## DATA FOR PROCESSING
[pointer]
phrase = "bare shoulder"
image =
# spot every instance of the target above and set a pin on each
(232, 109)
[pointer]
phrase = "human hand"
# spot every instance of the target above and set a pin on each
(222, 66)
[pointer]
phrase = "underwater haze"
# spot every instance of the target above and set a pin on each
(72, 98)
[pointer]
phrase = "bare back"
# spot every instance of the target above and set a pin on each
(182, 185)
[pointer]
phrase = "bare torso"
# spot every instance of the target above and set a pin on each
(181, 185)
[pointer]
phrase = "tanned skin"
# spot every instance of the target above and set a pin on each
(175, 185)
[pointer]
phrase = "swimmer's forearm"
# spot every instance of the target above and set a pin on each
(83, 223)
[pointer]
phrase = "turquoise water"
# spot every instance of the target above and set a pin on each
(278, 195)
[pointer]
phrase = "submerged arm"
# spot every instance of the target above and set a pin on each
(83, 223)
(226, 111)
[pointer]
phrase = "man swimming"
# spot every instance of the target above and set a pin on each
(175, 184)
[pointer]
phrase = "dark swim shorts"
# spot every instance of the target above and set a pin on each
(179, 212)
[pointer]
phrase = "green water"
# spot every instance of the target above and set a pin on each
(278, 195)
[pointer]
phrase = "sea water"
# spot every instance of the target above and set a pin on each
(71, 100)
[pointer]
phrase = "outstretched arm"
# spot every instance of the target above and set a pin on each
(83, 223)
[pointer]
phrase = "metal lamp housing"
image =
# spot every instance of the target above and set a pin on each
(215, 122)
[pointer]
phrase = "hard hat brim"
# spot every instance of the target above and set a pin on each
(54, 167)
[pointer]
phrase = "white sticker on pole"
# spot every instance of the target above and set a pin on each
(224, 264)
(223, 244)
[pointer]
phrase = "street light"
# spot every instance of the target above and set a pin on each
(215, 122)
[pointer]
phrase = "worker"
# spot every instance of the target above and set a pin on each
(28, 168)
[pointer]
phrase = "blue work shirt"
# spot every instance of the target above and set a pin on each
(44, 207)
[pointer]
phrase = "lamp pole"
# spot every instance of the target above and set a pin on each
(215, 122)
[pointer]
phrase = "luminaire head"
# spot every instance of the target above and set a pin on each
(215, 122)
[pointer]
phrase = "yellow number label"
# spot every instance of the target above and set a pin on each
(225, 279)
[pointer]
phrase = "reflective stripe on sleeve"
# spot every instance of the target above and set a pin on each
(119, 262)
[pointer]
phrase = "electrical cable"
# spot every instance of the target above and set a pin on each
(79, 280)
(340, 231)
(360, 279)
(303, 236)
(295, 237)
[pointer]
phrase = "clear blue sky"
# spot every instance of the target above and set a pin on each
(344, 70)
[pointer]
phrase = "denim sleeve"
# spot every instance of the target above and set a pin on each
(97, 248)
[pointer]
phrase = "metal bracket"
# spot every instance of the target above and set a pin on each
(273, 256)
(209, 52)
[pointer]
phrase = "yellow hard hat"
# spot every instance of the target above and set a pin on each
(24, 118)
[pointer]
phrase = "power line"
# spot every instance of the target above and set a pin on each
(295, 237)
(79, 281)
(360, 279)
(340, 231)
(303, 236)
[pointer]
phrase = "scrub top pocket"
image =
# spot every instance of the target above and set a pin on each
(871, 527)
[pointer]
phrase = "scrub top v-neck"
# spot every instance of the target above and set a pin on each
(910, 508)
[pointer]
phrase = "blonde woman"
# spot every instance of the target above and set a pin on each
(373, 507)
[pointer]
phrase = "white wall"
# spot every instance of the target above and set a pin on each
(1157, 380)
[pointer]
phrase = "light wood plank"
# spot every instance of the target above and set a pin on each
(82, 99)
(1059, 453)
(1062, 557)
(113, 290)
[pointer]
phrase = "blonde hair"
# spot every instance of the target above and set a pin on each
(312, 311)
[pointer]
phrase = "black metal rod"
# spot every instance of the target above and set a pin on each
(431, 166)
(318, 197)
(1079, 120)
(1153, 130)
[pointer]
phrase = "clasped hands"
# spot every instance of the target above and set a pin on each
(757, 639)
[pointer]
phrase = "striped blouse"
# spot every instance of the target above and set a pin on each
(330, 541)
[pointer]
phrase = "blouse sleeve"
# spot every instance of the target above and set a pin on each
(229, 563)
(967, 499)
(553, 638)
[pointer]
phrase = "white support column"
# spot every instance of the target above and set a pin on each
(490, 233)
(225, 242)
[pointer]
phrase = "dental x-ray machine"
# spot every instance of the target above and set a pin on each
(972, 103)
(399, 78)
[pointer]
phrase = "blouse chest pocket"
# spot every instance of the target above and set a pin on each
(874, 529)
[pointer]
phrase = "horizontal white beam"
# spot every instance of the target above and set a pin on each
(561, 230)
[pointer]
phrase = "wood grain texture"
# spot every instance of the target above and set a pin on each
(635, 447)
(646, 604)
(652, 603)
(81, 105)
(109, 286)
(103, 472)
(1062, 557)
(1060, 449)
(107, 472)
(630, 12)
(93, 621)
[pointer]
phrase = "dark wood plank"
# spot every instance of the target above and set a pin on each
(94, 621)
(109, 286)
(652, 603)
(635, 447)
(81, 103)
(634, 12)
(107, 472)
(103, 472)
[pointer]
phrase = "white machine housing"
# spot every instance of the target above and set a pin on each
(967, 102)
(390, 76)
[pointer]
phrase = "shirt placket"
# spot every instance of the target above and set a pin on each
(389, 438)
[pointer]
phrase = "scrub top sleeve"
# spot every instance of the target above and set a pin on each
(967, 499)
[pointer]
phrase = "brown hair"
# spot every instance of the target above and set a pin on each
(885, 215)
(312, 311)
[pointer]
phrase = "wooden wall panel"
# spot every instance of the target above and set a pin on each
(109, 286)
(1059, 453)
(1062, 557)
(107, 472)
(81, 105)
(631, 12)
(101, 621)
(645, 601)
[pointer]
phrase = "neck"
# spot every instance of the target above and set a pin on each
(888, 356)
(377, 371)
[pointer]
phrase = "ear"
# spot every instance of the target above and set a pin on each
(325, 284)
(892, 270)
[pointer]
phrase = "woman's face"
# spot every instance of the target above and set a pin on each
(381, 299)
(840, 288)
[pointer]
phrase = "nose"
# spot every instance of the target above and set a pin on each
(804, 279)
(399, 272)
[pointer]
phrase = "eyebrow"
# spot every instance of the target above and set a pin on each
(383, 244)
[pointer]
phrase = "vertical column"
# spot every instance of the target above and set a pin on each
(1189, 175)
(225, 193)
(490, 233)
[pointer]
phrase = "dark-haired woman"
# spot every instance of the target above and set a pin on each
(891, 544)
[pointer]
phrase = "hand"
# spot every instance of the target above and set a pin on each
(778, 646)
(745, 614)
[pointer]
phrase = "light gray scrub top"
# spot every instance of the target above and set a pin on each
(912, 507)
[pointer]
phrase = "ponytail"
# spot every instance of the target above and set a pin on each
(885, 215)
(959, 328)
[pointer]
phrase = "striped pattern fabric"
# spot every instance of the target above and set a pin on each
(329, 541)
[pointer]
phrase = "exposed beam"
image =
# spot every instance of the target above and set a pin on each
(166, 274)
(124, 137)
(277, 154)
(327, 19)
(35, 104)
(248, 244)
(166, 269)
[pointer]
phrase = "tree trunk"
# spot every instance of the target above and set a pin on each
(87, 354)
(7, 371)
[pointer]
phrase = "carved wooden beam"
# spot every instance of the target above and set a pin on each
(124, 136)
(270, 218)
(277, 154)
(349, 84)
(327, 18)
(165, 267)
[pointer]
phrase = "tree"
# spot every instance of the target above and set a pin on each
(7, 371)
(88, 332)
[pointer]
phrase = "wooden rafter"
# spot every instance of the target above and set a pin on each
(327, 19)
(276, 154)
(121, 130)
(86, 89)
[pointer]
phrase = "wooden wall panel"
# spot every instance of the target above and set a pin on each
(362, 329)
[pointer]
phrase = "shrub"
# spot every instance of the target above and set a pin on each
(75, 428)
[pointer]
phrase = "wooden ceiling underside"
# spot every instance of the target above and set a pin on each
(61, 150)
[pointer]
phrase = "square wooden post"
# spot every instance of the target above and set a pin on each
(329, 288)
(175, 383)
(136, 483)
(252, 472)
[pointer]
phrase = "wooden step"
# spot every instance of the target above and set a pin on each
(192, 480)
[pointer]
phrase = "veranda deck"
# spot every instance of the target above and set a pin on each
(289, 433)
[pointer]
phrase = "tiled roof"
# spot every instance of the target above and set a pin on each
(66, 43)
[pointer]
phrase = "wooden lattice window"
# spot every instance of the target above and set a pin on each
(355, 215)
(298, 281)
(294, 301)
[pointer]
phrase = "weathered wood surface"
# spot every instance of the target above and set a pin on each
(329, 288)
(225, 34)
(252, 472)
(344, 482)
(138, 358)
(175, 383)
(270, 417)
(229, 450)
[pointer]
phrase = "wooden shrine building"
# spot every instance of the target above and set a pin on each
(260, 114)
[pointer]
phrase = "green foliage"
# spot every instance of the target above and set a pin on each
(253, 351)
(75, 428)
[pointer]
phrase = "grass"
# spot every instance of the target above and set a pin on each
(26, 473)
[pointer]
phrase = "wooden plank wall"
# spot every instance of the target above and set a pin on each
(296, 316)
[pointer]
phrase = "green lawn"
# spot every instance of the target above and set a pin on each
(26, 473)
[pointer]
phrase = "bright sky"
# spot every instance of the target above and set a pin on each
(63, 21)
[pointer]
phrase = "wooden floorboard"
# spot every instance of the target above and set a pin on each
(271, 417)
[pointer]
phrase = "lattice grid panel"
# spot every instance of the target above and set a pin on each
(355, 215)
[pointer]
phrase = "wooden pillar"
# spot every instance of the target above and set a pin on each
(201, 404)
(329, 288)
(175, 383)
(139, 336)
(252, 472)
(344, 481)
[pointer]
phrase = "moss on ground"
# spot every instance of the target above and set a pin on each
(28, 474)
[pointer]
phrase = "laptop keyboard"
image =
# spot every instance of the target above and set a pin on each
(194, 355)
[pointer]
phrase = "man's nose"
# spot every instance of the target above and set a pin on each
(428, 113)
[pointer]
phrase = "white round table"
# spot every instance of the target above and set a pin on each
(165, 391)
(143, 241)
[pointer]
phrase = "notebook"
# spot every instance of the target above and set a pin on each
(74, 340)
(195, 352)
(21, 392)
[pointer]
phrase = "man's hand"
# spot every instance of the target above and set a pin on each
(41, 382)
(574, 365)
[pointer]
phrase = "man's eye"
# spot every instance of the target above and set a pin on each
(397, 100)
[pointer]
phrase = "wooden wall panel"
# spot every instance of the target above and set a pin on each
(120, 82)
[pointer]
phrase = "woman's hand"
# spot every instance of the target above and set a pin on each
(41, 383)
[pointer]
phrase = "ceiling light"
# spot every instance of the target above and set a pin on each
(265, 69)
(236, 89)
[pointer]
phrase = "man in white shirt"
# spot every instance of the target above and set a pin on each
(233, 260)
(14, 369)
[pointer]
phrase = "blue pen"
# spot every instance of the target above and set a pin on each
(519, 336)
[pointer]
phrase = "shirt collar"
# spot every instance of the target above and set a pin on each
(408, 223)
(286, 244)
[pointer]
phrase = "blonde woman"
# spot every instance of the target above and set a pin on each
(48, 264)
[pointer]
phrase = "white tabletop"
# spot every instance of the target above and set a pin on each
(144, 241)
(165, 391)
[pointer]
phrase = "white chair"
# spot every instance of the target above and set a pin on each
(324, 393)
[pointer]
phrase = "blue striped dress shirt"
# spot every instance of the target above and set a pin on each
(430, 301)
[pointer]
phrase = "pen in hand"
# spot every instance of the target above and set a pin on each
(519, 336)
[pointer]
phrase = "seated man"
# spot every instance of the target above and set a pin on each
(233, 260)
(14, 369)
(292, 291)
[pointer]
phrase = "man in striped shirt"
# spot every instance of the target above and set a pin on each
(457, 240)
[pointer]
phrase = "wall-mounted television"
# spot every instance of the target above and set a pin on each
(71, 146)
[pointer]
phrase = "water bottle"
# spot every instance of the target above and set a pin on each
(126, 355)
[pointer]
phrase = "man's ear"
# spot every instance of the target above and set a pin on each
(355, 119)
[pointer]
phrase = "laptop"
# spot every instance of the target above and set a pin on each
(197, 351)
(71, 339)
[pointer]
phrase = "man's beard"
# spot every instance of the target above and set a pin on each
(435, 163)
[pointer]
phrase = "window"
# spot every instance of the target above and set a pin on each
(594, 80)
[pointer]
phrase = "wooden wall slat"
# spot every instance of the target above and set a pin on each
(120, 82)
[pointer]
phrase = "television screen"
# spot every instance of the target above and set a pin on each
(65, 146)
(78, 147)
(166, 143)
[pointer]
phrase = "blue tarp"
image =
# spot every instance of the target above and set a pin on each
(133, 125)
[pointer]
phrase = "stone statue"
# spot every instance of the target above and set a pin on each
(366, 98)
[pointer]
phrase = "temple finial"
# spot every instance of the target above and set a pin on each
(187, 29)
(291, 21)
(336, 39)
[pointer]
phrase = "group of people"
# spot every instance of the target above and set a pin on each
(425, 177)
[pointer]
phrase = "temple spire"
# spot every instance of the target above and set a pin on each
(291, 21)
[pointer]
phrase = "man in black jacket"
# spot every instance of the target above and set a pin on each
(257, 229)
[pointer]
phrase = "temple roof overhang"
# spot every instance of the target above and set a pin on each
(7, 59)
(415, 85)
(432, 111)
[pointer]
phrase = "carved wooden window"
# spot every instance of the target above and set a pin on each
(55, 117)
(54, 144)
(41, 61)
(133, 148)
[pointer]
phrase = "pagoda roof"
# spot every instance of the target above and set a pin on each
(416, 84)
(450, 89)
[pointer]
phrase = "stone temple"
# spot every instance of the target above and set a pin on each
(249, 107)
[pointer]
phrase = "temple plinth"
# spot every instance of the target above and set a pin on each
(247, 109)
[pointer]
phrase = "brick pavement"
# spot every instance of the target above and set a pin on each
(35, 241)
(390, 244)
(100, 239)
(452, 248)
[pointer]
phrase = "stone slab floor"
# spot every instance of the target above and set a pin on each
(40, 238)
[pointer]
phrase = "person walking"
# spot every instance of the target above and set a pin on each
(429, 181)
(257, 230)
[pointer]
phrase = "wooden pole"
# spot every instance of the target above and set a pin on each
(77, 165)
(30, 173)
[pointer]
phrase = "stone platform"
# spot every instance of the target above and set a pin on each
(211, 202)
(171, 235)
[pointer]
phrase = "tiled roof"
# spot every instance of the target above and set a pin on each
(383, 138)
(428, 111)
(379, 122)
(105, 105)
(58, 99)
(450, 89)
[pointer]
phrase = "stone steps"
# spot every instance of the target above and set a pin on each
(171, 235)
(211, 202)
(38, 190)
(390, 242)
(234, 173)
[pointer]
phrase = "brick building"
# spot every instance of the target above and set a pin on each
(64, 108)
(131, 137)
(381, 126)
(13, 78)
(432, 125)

## REQUIRED WORK
Of all the lines in the data above, show only those that hold the word "scrub".

## WRITTEN SOLUTION
phrase = "scrub top pocket"
phrase = "scrub top v-neck"
phrase = "scrub top sleeve"
phrase = "light gray scrub top"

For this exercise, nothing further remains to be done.